*Material shown*:
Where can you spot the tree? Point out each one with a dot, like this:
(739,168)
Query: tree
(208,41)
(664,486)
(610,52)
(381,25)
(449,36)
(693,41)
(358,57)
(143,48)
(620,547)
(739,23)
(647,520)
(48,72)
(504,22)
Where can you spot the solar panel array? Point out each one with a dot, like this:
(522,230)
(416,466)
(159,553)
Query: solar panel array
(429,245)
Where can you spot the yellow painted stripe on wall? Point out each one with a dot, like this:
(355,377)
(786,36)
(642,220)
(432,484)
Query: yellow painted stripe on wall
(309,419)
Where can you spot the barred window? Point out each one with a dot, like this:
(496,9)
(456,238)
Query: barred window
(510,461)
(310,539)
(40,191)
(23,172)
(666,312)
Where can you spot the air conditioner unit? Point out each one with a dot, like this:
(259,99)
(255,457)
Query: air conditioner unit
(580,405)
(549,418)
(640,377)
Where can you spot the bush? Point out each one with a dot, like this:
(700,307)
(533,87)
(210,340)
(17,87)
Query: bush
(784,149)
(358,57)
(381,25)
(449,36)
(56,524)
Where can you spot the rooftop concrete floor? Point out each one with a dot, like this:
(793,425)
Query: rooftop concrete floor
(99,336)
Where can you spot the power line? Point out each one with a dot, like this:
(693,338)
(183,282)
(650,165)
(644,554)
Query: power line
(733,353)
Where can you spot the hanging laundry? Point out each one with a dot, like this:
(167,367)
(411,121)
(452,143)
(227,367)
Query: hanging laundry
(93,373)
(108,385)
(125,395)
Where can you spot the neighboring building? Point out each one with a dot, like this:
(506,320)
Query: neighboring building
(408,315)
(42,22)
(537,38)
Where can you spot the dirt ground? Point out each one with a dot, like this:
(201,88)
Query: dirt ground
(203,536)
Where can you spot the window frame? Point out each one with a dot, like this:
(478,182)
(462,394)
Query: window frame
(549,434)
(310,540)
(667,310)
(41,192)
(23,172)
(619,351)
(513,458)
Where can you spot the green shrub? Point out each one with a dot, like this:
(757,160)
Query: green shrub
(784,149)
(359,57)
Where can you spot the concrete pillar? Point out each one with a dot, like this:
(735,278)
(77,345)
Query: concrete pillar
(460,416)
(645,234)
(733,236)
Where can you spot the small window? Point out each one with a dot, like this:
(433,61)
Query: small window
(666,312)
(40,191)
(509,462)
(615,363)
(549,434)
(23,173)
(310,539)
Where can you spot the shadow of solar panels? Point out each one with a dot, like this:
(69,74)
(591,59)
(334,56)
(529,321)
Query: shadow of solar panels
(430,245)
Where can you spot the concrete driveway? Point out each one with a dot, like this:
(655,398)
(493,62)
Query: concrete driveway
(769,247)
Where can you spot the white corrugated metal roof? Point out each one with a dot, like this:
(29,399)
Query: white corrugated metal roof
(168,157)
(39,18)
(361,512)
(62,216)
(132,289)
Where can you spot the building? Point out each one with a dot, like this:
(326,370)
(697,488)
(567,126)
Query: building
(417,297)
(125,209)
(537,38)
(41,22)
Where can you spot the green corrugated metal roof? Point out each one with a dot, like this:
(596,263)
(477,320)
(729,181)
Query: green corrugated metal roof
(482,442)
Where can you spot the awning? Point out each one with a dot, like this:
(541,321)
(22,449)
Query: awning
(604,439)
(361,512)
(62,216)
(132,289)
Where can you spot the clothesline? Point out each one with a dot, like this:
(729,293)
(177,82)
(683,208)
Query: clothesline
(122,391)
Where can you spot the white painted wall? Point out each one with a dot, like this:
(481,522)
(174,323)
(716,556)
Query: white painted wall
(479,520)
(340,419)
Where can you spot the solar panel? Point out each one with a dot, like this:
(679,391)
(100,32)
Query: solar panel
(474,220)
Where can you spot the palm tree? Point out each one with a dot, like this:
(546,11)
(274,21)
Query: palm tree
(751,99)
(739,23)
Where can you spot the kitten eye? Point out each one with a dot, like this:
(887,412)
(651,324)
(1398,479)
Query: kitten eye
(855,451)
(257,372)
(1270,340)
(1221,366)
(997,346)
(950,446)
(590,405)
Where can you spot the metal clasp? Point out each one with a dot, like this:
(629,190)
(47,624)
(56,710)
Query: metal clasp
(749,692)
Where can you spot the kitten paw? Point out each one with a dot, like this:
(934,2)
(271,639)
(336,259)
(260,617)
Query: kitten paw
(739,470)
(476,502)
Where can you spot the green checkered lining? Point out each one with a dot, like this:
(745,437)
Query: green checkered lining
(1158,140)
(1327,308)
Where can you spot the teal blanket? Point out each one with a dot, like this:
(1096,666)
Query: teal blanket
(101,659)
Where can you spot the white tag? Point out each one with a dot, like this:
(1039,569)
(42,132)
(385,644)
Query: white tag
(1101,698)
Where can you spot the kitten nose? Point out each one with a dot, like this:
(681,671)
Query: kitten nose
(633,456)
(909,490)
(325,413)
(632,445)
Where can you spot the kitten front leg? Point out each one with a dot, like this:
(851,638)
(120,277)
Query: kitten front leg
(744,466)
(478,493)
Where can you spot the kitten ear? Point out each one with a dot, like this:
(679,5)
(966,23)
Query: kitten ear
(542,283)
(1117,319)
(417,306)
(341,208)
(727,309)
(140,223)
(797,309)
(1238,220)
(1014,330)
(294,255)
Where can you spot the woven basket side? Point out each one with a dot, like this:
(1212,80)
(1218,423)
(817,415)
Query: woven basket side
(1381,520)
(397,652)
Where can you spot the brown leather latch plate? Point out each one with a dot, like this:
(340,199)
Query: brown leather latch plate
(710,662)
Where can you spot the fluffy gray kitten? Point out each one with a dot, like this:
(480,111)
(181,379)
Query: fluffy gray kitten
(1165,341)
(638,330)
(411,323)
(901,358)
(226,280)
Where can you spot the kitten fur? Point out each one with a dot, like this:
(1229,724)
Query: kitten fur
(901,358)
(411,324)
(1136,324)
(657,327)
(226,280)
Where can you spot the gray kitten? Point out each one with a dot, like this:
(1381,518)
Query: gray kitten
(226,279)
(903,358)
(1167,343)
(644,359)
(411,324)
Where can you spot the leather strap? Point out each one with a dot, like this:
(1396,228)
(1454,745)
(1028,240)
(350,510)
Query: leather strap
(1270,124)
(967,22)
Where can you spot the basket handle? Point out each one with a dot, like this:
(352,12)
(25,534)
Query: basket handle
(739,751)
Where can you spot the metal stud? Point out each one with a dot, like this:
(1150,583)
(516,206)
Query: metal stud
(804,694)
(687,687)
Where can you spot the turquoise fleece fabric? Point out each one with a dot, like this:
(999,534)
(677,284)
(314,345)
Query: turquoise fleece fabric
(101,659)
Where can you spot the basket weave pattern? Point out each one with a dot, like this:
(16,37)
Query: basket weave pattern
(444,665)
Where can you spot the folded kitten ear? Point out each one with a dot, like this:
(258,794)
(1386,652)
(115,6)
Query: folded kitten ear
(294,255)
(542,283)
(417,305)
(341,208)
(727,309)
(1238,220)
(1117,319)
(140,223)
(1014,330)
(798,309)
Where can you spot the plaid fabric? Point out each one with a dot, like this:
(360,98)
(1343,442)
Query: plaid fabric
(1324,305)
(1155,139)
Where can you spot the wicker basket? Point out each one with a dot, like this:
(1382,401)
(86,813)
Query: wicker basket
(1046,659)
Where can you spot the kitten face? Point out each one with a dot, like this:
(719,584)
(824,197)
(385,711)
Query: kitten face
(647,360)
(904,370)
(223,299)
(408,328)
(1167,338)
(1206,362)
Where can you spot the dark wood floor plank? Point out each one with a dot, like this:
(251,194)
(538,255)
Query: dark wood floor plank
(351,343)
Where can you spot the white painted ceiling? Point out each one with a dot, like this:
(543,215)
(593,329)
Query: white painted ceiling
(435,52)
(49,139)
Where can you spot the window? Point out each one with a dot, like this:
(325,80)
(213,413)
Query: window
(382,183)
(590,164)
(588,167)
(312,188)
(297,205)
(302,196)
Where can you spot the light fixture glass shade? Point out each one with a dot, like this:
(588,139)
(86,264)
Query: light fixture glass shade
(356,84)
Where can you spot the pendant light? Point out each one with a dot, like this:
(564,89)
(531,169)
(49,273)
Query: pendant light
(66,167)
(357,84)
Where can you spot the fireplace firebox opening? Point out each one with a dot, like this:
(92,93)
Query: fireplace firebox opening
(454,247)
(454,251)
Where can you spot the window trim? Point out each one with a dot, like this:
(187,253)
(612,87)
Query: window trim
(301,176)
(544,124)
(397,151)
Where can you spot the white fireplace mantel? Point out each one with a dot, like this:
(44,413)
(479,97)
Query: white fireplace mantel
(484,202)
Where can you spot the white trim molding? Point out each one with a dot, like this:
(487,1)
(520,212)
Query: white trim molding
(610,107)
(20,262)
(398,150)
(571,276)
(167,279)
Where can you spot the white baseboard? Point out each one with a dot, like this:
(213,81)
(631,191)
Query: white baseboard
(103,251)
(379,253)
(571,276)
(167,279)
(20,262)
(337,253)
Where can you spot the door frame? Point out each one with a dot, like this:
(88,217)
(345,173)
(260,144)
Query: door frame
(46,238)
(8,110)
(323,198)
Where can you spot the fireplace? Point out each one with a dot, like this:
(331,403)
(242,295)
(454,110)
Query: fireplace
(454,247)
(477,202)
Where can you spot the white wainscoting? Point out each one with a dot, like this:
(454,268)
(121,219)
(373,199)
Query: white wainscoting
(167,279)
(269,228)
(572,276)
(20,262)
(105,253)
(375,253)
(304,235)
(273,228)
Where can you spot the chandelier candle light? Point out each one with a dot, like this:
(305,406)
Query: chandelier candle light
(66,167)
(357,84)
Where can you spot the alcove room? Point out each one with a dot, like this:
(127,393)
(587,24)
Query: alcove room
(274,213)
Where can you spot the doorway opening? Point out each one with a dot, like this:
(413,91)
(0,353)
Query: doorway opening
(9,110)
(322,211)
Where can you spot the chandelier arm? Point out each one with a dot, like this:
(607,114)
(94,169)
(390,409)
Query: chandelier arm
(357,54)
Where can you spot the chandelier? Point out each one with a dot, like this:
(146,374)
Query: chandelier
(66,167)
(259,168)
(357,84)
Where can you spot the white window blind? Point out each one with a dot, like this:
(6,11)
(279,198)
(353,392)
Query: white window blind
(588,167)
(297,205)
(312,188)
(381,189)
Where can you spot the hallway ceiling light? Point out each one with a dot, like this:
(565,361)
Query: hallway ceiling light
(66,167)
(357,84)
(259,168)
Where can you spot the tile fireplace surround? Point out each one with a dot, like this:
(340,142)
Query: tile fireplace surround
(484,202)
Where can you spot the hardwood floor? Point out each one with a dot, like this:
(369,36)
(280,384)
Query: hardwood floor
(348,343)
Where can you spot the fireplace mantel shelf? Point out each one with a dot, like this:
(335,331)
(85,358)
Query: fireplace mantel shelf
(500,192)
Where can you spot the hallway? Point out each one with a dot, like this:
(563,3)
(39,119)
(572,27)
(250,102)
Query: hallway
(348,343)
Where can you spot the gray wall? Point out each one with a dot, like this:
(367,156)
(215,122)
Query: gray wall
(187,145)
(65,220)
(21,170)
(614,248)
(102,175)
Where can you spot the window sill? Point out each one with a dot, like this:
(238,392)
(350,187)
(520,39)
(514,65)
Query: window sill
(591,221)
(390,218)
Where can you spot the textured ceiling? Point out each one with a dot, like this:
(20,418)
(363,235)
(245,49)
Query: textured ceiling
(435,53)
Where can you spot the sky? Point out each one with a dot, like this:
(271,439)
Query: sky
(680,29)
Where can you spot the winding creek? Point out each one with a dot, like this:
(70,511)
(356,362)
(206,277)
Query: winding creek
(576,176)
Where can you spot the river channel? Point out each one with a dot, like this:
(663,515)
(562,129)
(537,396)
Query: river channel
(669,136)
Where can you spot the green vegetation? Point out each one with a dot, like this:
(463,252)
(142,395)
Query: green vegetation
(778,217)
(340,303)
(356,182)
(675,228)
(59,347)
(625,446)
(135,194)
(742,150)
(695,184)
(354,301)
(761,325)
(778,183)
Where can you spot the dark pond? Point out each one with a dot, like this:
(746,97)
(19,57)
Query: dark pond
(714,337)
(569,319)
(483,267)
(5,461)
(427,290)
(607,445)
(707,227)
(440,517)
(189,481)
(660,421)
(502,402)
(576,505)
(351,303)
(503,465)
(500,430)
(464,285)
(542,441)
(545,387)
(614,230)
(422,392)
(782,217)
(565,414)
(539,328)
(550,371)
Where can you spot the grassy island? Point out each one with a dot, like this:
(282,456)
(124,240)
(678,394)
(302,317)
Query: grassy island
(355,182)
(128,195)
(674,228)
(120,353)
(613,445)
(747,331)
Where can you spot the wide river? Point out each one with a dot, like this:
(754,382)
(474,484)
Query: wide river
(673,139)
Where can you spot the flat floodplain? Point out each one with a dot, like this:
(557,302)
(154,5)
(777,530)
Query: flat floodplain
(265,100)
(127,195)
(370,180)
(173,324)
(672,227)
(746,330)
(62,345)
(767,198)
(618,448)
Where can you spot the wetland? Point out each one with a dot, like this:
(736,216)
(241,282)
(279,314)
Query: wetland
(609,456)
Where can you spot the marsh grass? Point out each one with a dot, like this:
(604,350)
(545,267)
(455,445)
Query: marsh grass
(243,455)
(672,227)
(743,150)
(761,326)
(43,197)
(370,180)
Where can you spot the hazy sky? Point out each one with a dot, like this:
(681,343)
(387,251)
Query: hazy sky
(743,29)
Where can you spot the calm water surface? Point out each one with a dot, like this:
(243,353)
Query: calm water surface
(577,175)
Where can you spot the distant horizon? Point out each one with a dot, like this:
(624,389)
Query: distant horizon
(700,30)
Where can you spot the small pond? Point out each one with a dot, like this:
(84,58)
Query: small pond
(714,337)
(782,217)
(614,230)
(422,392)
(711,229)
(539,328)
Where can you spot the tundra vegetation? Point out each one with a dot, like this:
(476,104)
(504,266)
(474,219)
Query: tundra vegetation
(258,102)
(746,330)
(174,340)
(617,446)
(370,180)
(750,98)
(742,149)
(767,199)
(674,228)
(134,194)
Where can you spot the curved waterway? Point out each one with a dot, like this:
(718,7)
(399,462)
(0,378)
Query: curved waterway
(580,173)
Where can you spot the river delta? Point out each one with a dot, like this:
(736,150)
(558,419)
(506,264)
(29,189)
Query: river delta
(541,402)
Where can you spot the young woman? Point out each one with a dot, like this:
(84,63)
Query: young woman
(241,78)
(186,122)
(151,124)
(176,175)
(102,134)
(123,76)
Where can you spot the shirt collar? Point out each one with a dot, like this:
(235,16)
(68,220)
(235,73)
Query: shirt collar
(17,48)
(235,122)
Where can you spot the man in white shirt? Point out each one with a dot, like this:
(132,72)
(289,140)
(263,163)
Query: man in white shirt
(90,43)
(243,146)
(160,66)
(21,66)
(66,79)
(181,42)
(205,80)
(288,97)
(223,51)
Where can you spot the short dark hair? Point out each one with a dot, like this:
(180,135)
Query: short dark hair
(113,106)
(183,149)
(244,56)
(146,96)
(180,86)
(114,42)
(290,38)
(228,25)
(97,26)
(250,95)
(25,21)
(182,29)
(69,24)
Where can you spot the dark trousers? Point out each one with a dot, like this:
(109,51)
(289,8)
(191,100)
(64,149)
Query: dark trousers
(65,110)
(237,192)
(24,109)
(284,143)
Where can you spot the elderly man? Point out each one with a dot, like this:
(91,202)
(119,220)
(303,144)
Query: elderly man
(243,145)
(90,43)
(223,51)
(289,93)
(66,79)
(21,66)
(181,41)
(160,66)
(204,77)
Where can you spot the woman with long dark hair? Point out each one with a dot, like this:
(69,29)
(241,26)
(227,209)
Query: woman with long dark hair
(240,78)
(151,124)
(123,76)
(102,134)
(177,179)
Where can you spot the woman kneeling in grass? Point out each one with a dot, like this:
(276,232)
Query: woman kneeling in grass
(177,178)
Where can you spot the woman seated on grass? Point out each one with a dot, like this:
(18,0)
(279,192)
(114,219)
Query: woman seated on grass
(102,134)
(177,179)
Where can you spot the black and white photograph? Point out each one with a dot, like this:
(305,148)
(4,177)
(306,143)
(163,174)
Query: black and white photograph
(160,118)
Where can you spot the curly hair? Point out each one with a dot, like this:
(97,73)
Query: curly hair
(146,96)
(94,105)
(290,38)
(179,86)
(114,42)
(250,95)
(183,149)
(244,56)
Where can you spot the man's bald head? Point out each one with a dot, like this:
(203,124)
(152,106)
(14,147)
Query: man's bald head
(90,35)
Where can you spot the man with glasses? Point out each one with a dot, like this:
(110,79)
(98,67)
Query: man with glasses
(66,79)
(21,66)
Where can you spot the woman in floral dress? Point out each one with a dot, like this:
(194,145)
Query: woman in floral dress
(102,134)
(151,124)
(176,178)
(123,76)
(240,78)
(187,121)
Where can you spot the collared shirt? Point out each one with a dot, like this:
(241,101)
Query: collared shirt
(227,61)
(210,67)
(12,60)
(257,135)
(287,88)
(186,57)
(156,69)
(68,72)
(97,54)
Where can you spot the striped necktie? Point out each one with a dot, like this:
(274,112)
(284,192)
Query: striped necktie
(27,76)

*Requirement*: Only one stretch of the entries above is wanted: the lines from the one containing "Where can you spot the textured" through the one containing "Where can you spot the green vegetation?". Please reproduce it exactly.

*Completed exercise*:
Where can you spot the textured ceiling? Point out each one with a dot, like this:
(20,418)
(363,235)
(245,49)
Query: textured ceiling
(435,53)
Where can you spot the sky? Point out each one with a dot, like this:
(271,439)
Query: sky
(680,29)
Where can you spot the winding creek? Point out each one with a dot, like this:
(70,511)
(356,362)
(206,277)
Query: winding creek
(576,176)
Where can you spot the river channel? Point out each one with a dot, like this:
(663,515)
(562,129)
(537,396)
Query: river channel
(669,136)
Where can you spot the green vegetation? Point out each one with a dot, like this:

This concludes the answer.